(GIVEN PASSAGE):
[Start of section]

The Charity Randall Theatre
Through June 21st
8 p.m., 2 p.m., 7 p.m.
Sixty-one years after premiering at Théâtre de Babylone in Paris, Samuel Beckett’s iconic absurdist play, Waiting for Godot, is still being reworked for the stage and continues to captivate audiences worldwide. The minimalist masterpiece is currently being produced by PICT at The Charity Randall Theatre, located in Oakland’s Stephen Foster Memorial.
The Nobel Prize winning Irish novelist, playwright, director and poet Samuel Beckett (1906 – 1989), one of the most influential writers of the 20th century, penned the tragicomic work in which his two legendary characters, Vladimir and Estragon, wait endlessly for the arrival of someone named Godot, a compelling figure whose absence has given rise to countless interpretations spanning politics, psychology and philosophy. Widely considered “the most significant English language play of the 20th century,” the avant-garde work explores human nature, time, reality, travel, language, black comedy and more.
PICT’s production of Beckett’s modernist classic is significant because it stars the company’s artistic and executive director, Alan Stanford, who is reprising his role as Pozzo, the character he played in Gate Theatre Dublin’s touring production for 20 years. As part of that production, Stanford performed throughout Europe, Asia, Australia and the US, including a performance here at the Byham Theater, which introduced him to the city he has called home since 2009. The Gate’s definitive production was also immortalized in the ambitious 2012 Beckett on Film project (with the blessing of the writer’s estate).

[End of section]

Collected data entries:
[Start of section]

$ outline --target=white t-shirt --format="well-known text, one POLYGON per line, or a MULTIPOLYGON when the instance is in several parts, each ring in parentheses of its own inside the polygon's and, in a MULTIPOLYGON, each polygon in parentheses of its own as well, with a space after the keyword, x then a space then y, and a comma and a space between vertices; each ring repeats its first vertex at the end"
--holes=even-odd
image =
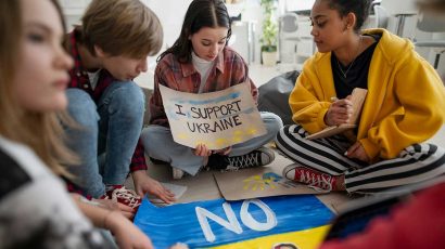
POLYGON ((194 52, 192 52, 192 63, 194 68, 196 68, 196 70, 201 75, 201 84, 198 93, 202 93, 205 87, 205 82, 207 81, 208 75, 211 74, 211 69, 215 64, 215 61, 207 62, 203 58, 200 58, 194 52))
POLYGON ((0 136, 0 248, 106 248, 65 185, 28 147, 0 136))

[End of section]

Reproduce the passage on PICT's production of Waiting for Godot in its entirety, word for word.

The Charity Randall Theatre
Through June 21st
8 p.m., 2 p.m., 7 p.m.
Sixty-one years after premiering at Théâtre de Babylone in Paris, Samuel Beckett’s iconic absurdist play, Waiting for Godot, is still being reworked for the stage and continues to captivate audiences worldwide. The minimalist masterpiece is currently being produced by PICT at The Charity Randall Theatre, located in Oakland’s Stephen Foster Memorial.
The Nobel Prize winning Irish novelist, playwright, director and poet Samuel Beckett (1906 – 1989), one of the most influential writers of the 20th century, penned the tragicomic work in which his two legendary characters, Vladimir and Estragon, wait endlessly for the arrival of someone named Godot, a compelling figure whose absence has given rise to countless interpretations spanning politics, psychology and philosophy. Widely considered “the most significant English language play of the 20th century,” the avant-garde work explores human nature, time, reality, travel, language, black comedy and more.
PICT’s production of Beckett’s modernist classic is significant because it stars the company’s artistic and executive director, Alan Stanford, who is reprising his role as Pozzo, the character he played in Gate Theatre Dublin’s touring production for 20 years. As part of that production, Stanford performed throughout Europe, Asia, Australia and the US, including a performance here at the Byham Theater, which introduced him to the city he has called home since 2009. The Gate’s definitive production was also immortalized in the ambitious 2012 Beckett on Film project (with the blessing of the writer’s estate).